YOUR GOAL: Print the records below exactly as they appear.

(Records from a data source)
----------

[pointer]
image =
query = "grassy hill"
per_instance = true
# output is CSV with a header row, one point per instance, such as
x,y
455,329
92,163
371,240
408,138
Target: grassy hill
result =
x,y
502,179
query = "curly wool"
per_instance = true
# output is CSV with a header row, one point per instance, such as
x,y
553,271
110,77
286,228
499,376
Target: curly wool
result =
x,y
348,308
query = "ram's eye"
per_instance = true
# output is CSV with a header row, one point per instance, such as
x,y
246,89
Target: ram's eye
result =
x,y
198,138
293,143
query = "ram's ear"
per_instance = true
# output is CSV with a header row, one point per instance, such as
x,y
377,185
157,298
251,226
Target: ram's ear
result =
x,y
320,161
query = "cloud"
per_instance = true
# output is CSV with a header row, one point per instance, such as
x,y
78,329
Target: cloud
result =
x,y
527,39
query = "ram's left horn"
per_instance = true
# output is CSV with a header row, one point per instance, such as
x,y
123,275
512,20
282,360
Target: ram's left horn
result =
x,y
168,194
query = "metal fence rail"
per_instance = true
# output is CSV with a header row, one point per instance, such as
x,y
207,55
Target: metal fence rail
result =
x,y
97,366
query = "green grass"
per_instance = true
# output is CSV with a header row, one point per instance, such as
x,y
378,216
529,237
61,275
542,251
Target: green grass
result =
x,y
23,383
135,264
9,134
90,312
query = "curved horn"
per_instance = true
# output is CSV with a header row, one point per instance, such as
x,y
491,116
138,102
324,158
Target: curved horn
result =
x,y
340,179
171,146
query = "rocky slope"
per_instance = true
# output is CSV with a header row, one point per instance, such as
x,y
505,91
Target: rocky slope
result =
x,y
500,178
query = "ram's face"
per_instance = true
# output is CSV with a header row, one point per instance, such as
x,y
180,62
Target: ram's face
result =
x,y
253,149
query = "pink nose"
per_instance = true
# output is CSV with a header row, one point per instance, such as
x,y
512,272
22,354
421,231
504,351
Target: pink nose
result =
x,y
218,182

----------

CORRECT RESULT:
[pointer]
image =
query = "grassy hill"
per_instance = true
# output is CSV with a header row, one point per instance, such as
x,y
455,329
92,163
371,240
408,138
Target: grassy hill
result =
x,y
502,179
query = "curly wool"
per_instance = true
# output is CSV with a header row, one point per instance, such as
x,y
553,271
110,77
286,228
499,376
Target: curly wool
result =
x,y
348,308
query = "ram's eye"
per_instance = true
# output is CSV with a header row, one point per instance, such as
x,y
246,89
Target: ram's eye
result =
x,y
198,138
293,143
query = "ram's ear"
per_instance = true
# output is CSV with a header row, one point per instance, such as
x,y
377,185
157,298
251,226
Target: ram's ear
result =
x,y
320,161
query = "cloud"
per_instance = true
# output is CSV with a header row, one point per instance, such as
x,y
78,329
Target: cloud
result =
x,y
527,39
query = "ram's left horn"
per_instance = true
# output is CSV with a header row, one point per instance, such as
x,y
123,275
512,20
282,360
Target: ram's left horn
result =
x,y
168,194
query = "metal fence rail"
per_instance = true
# output is CSV with a header row, one point per instance, such as
x,y
207,55
Target: metal fence rail
result =
x,y
97,366
query = "green grass"
per_instance = true
# output is CSV with a header row, one point per instance, such as
x,y
378,216
529,237
61,275
542,251
Target: green grass
result =
x,y
23,383
135,264
9,134
90,312
query = "curved horn"
per_instance = true
# output is CSV with a header row, one point per instance, such as
x,y
491,116
138,102
324,158
Target: curved horn
result =
x,y
340,179
171,146
query = "rocky slope"
per_instance = true
# output is CSV with a header row, one point per instance, such as
x,y
505,91
Target: rocky slope
result =
x,y
500,178
query = "ram's face"
per_instance = true
# output is CSV with a header row, one point per instance, such as
x,y
180,62
Target: ram's face
result =
x,y
253,149
query = "pink nose"
per_instance = true
# output is CSV with a header row, one point per instance, such as
x,y
512,272
22,354
421,231
504,351
Target: pink nose
result =
x,y
218,182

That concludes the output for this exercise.